By Xi Xi, part of the first generation of writers raised in Hong Kong, a wise and amiably written book of autobiographical fiction on the author's experience with breast cancer—from diagnosis to treatment to recovery—and her passage from a life lived through the mind into a life lived through the body.
In 1989, the Hong Kong cult classic writer Xi Xi was diagnosed with breast cancer and began writing in order to make sense of her diagnosis and treatment. Mourning a Breast, published two and a half years later, is a disarmingly honest and deeply personal account of the author's experience of a mastectomy and of her subsequent recovery.
The book opens with her gently rolling up a swimsuit. A beginning swimmer, she loves going to the pool, eavesdropping on conversations in the changing room, shopping for swimsuits. As this routine pleasure is revoked, the small loss stands in for the greater one. But Xi Xi's mourning begins to take shape as a form of activism. In a conversational, even humorous, manner, she describes her previous blinkered life of the mind before she came into her body and learned its language.
Addressing her reader as frankly and unashamedly as an old friend, she coaxes and confesses, confronts society's failings, and advocates for a universal literacy of the body. Mourning a Breast was heralded as the first Chinese language book to cast off the stigma of writing about illness and to expose the myths associated with breast cancer. A radical and generous book about creating in the midst of mourning.
"[S]uperb...Xi's matter-of-fact prose and in-depth analysis are deeply satisfying. This is a must." —Publishers Weekly (starred review)

──────

→ **Work to complete**: Write out the passage of the Mourning a Breast description between "In 1989, the" and "her subsequent recovery.", inclusive, without changing a word.

→ **Excerpted data**:
──────

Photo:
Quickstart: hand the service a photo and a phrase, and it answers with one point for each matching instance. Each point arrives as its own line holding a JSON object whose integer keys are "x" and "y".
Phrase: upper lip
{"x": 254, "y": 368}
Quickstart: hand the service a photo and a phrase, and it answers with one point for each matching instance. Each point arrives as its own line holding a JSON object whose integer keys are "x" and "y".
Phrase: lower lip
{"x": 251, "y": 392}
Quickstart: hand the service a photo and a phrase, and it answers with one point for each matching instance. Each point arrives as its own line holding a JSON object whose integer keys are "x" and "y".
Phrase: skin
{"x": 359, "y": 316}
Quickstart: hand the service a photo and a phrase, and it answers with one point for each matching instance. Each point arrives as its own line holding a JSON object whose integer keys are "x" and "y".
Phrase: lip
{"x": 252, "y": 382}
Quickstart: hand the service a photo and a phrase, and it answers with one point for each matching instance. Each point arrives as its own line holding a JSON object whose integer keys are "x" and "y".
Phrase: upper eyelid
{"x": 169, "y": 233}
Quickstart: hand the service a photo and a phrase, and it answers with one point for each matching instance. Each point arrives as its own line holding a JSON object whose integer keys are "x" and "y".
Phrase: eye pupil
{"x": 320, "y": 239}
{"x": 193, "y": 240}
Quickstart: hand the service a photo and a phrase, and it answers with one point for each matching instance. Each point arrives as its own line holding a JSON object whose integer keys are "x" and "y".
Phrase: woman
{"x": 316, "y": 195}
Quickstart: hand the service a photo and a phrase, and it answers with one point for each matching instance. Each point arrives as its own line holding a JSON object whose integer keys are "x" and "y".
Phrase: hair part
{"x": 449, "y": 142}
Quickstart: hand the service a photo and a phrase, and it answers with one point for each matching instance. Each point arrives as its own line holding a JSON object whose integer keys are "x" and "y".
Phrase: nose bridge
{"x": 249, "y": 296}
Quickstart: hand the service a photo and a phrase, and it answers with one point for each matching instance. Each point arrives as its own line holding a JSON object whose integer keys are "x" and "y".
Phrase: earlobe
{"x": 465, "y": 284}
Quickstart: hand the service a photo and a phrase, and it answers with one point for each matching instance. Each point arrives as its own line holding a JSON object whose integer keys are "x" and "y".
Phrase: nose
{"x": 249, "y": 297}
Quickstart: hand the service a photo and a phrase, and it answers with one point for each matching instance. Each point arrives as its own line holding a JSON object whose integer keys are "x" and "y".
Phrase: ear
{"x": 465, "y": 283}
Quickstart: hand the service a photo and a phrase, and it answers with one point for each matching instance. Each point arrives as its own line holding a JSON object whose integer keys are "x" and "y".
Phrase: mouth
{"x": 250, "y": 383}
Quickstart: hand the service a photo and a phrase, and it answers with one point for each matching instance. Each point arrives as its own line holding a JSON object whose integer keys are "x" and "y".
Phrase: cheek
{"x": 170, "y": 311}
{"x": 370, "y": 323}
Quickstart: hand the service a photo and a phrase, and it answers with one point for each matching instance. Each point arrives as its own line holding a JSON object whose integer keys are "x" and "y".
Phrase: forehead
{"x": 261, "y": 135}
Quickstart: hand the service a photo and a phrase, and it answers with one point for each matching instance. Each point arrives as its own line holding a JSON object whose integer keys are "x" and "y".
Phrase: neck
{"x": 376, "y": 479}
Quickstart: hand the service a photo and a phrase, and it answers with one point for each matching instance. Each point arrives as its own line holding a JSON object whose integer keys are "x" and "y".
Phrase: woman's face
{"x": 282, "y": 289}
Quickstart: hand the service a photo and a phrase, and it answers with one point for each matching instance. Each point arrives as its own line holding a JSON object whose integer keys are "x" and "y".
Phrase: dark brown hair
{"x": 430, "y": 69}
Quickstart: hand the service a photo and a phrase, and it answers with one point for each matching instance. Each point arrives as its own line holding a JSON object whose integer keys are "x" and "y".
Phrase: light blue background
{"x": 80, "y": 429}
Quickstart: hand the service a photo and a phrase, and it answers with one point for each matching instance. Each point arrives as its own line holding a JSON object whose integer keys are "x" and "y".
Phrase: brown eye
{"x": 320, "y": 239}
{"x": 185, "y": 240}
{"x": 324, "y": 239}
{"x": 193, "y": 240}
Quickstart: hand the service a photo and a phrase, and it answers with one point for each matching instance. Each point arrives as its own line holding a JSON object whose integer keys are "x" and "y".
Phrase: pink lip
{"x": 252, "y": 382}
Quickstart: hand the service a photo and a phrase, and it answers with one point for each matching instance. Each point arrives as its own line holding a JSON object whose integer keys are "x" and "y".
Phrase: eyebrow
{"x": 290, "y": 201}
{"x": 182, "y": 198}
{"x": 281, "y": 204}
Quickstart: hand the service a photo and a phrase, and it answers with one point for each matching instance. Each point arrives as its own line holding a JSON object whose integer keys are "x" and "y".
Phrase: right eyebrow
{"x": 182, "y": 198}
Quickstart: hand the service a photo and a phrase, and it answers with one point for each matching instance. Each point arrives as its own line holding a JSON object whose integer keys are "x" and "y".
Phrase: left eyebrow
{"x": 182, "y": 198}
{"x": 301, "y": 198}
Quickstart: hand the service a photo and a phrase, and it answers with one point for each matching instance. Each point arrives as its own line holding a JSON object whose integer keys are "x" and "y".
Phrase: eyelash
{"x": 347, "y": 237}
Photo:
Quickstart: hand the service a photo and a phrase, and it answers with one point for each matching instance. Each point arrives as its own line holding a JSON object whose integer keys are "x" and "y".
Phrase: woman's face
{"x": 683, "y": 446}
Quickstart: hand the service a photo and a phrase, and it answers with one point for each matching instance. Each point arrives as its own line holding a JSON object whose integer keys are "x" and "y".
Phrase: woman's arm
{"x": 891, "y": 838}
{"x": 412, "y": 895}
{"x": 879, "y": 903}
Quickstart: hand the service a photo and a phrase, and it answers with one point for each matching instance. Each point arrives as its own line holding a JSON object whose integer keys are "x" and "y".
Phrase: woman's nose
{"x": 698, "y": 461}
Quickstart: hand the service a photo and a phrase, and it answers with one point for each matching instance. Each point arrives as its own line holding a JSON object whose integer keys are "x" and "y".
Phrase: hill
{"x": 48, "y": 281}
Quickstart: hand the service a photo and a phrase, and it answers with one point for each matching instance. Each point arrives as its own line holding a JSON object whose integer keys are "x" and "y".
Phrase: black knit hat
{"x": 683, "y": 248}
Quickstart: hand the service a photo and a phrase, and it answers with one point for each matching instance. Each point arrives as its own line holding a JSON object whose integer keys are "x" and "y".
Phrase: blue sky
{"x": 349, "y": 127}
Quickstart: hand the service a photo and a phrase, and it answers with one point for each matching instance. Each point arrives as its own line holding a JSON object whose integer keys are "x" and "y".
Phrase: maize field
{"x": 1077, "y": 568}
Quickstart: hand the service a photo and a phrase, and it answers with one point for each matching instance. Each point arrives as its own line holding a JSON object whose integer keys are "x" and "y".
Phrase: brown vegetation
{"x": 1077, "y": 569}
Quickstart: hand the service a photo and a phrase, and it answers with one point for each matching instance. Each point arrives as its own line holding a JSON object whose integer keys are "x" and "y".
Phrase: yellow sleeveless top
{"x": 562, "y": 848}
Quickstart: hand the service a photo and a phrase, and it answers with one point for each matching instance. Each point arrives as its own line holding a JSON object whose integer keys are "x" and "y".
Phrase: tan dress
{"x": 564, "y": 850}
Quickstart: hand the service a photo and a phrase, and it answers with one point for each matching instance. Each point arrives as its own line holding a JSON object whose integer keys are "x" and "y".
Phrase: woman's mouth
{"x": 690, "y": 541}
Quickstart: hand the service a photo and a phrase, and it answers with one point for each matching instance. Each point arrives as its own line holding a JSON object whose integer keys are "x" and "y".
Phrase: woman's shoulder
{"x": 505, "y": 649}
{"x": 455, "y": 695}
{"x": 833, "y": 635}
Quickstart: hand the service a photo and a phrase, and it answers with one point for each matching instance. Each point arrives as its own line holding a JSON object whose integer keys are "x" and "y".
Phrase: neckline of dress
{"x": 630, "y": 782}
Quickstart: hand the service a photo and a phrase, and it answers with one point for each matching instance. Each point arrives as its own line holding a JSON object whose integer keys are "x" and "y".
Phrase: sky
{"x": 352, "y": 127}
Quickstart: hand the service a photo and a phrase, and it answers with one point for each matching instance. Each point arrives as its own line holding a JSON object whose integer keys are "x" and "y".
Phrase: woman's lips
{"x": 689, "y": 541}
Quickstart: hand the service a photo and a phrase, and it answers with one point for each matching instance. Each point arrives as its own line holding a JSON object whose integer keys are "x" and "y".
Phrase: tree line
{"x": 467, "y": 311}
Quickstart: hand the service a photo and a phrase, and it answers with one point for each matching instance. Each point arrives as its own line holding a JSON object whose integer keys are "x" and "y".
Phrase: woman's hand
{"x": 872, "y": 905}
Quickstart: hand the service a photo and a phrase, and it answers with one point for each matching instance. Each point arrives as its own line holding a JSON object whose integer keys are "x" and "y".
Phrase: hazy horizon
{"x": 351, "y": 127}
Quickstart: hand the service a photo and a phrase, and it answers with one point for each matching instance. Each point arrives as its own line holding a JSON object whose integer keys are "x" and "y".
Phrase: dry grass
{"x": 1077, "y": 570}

──────

→ **Task output**:
In 1989, the Hong Kong cult classic writer Xi Xi was diagnosed with breast cancer and began writing in order to make sense of her diagnosis and treatment. Mourning a Breast, published two and a half years later, is a disarmingly honest and deeply personal account of the author's experience of a mastectomy and of her subsequent recovery.